Ma l’attenzione dei media è stata catalizzata soprattutto da due articoli del corposo testo di legge nei quali la Regione delinea la sua politica per le famiglie: intervenire in modo forte sui nuclei familiari e sulle persone senza discriminare in base all’orientamento sessuale né allo status giuridico delle coppie, ma articolando gli interventi sulla base dei bisogni.

“Niente è più ingiusto che far le parti uguali fra disuguali”, ammoniva don Lorenzo Milani, facendo riferimento ad un principio di uguaglianza (e disuguaglianza) sostanziale, di condizioni sociali. Quel principio è stato ripreso dall’arcivescovo di Bologna che ne ha ribaltato il senso. “È ingiusto trattare in modo uguale i diversi” ha ammonito. Dove i diversi non sono più, come in don Milani, i più bisognosi, ma chi va discriminato per le sue condizioni personali (come le coppie omosessuali) o si trova in un diverso status giuridico (come le coppie non sposate).

L’Emilia Romagna si è incamminata lungo la strada tracciata da don Milani, affiancando ai principi non discriminatori rivisti dal Trattato di Lisbona proprio quel principio di “disuguaglianza” degli interventi contenuta nell’art.53 della Costituzione italiana: “il sistema tributario è informato a criteri di progressività”. Vengono previste così quelle differenze tariffarie che la Regione si accinge ad applicare, in omaggio all’art.31 della Carta, alle famiglie numerose.
-*-*-
CONSEGNA A: Riporta per intero il testo sulla politica per le famiglie dell'Emilia Romagna, senza cambiare nulla.
-*-*-
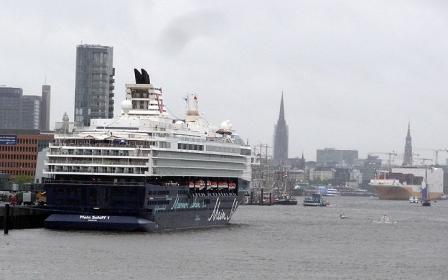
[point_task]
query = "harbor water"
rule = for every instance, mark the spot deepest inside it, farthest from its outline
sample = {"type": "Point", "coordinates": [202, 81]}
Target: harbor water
{"type": "Point", "coordinates": [263, 242]}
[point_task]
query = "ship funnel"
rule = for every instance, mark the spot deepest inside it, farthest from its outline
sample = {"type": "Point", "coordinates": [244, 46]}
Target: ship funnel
{"type": "Point", "coordinates": [192, 108]}
{"type": "Point", "coordinates": [142, 78]}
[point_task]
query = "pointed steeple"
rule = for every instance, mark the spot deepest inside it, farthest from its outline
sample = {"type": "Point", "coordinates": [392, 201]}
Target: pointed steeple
{"type": "Point", "coordinates": [407, 159]}
{"type": "Point", "coordinates": [409, 130]}
{"type": "Point", "coordinates": [280, 153]}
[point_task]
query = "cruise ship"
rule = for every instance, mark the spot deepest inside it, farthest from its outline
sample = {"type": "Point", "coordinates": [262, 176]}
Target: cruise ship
{"type": "Point", "coordinates": [401, 183]}
{"type": "Point", "coordinates": [146, 170]}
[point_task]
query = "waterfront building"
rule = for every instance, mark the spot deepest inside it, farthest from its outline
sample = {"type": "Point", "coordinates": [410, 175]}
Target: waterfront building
{"type": "Point", "coordinates": [94, 83]}
{"type": "Point", "coordinates": [45, 108]}
{"type": "Point", "coordinates": [19, 150]}
{"type": "Point", "coordinates": [407, 158]}
{"type": "Point", "coordinates": [336, 158]}
{"type": "Point", "coordinates": [280, 154]}
{"type": "Point", "coordinates": [10, 107]}
{"type": "Point", "coordinates": [322, 174]}
{"type": "Point", "coordinates": [297, 163]}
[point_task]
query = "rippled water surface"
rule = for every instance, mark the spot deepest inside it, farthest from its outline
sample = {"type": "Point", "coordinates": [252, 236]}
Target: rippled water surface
{"type": "Point", "coordinates": [277, 242]}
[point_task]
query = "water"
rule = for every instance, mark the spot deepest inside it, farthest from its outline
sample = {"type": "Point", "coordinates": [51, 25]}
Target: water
{"type": "Point", "coordinates": [277, 242]}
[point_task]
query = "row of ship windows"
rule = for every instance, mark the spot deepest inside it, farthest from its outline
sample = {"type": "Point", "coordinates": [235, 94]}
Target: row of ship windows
{"type": "Point", "coordinates": [167, 202]}
{"type": "Point", "coordinates": [181, 192]}
{"type": "Point", "coordinates": [18, 172]}
{"type": "Point", "coordinates": [85, 169]}
{"type": "Point", "coordinates": [193, 147]}
{"type": "Point", "coordinates": [14, 148]}
{"type": "Point", "coordinates": [18, 156]}
{"type": "Point", "coordinates": [17, 164]}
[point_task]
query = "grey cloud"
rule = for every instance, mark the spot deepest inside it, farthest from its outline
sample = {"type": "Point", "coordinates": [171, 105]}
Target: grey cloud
{"type": "Point", "coordinates": [182, 30]}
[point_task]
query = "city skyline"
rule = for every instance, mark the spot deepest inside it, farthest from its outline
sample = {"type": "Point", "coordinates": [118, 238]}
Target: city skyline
{"type": "Point", "coordinates": [350, 82]}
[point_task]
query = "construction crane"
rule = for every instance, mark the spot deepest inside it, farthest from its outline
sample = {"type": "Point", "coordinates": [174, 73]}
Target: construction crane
{"type": "Point", "coordinates": [436, 153]}
{"type": "Point", "coordinates": [389, 156]}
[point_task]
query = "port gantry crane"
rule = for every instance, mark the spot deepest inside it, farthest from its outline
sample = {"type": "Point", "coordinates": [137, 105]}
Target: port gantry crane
{"type": "Point", "coordinates": [389, 156]}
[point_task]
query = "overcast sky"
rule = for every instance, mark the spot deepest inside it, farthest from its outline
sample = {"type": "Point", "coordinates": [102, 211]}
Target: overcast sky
{"type": "Point", "coordinates": [353, 72]}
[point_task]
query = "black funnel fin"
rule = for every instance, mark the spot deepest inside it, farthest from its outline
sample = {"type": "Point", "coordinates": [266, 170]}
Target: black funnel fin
{"type": "Point", "coordinates": [138, 77]}
{"type": "Point", "coordinates": [145, 77]}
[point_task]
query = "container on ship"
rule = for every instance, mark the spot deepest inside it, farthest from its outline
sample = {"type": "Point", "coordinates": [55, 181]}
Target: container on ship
{"type": "Point", "coordinates": [145, 170]}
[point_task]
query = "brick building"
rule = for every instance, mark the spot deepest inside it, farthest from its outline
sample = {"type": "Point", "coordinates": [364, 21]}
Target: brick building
{"type": "Point", "coordinates": [19, 149]}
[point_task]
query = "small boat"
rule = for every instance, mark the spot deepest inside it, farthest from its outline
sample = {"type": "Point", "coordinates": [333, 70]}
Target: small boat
{"type": "Point", "coordinates": [426, 200]}
{"type": "Point", "coordinates": [332, 192]}
{"type": "Point", "coordinates": [315, 199]}
{"type": "Point", "coordinates": [385, 219]}
{"type": "Point", "coordinates": [285, 201]}
{"type": "Point", "coordinates": [342, 216]}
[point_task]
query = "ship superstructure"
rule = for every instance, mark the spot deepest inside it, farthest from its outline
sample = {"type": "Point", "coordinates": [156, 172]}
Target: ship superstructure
{"type": "Point", "coordinates": [401, 183]}
{"type": "Point", "coordinates": [147, 167]}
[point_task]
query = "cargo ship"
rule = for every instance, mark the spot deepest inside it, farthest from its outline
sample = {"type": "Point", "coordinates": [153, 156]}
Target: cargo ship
{"type": "Point", "coordinates": [146, 170]}
{"type": "Point", "coordinates": [401, 183]}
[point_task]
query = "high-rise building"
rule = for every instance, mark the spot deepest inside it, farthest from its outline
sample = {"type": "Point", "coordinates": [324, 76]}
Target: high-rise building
{"type": "Point", "coordinates": [407, 158]}
{"type": "Point", "coordinates": [280, 154]}
{"type": "Point", "coordinates": [336, 158]}
{"type": "Point", "coordinates": [45, 108]}
{"type": "Point", "coordinates": [31, 110]}
{"type": "Point", "coordinates": [18, 111]}
{"type": "Point", "coordinates": [94, 83]}
{"type": "Point", "coordinates": [10, 107]}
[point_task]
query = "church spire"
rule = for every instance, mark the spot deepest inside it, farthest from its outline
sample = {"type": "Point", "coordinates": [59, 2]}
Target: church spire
{"type": "Point", "coordinates": [280, 153]}
{"type": "Point", "coordinates": [407, 159]}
-*-*-
CONSEGNA B: Raccogli dall'elenco ogni riga in cui compare la stringa "superstructure" e trascrivile tutte.

SOLUZIONE A:
Ma l’attenzione dei media è stata catalizzata soprattutto da due articoli del corposo testo di legge nei quali la Regione delinea la sua politica per le famiglie: intervenire in modo forte sui nuclei familiari e sulle persone senza discriminare in base all’orientamento sessuale né allo status giuridico delle coppie, ma articolando gli interventi sulla base dei bisogni.

“Niente è più ingiusto che far le parti uguali fra disuguali”, ammoniva don Lorenzo Milani, facendo riferimento ad un principio di uguaglianza (e disuguaglianza) sostanziale, di condizioni sociali. Quel principio è stato ripreso dall’arcivescovo di Bologna che ne ha ribaltato il senso. “È ingiusto trattare in modo uguale i diversi” ha ammonito. Dove i diversi non sono più, come in don Milani, i più bisognosi, ma chi va discriminato per le sue condizioni personali (come le coppie omosessuali) o si trova in un diverso status giuridico (come le coppie non sposate).

L’Emilia Romagna si è incamminata lungo la strada tracciata da don Milani, affiancando ai principi non discriminatori rivisti dal Trattato di Lisbona proprio quel principio di “disuguaglianza” degli interventi contenuta nell’art.53 della Costituzione italiana: “il sistema tributario è informato a criteri di progressività”. Vengono previste così quelle differenze tariffarie che la Regione si accinge ad applicare, in omaggio all’art.31 della Carta, alle famiglie numerose.

SOLUZIONE B:
query = "ship superstructure"
Target: ship superstructure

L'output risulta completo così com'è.